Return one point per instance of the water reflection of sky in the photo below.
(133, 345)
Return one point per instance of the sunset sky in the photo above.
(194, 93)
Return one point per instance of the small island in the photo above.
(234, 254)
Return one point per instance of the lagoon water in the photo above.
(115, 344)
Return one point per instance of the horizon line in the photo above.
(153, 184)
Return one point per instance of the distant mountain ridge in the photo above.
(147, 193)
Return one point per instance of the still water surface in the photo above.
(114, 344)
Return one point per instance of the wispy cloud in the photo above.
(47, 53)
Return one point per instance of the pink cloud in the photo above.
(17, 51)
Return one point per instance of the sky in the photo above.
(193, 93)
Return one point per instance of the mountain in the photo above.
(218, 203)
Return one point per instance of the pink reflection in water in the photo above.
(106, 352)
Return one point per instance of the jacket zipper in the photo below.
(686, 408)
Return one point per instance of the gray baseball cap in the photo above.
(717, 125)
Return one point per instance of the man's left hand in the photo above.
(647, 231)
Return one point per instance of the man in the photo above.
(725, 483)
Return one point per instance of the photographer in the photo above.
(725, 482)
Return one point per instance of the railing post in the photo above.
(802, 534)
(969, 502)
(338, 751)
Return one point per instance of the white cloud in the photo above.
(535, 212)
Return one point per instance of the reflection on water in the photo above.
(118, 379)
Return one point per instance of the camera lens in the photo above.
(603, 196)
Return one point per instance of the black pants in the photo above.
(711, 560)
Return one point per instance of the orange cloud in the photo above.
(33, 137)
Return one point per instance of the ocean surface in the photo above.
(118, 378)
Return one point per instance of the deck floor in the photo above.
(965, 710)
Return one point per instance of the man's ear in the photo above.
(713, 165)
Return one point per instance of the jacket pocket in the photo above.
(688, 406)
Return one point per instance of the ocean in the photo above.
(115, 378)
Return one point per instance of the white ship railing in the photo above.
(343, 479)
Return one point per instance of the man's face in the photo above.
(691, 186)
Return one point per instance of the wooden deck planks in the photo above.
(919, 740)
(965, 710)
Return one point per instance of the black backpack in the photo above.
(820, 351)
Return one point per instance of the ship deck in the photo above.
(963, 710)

What to do> Format everything from the line containing "Return one point per instance of the ship" down to the end of the listing as a two-column CSV with columns named text and answer, pairing each text with the answer that follows it. Put each value in one quoted field and replace any line breaks with spaces.

Exercise output>
text,answer
"Return one point per instance of the ship deck in the photo above.","(963, 710)"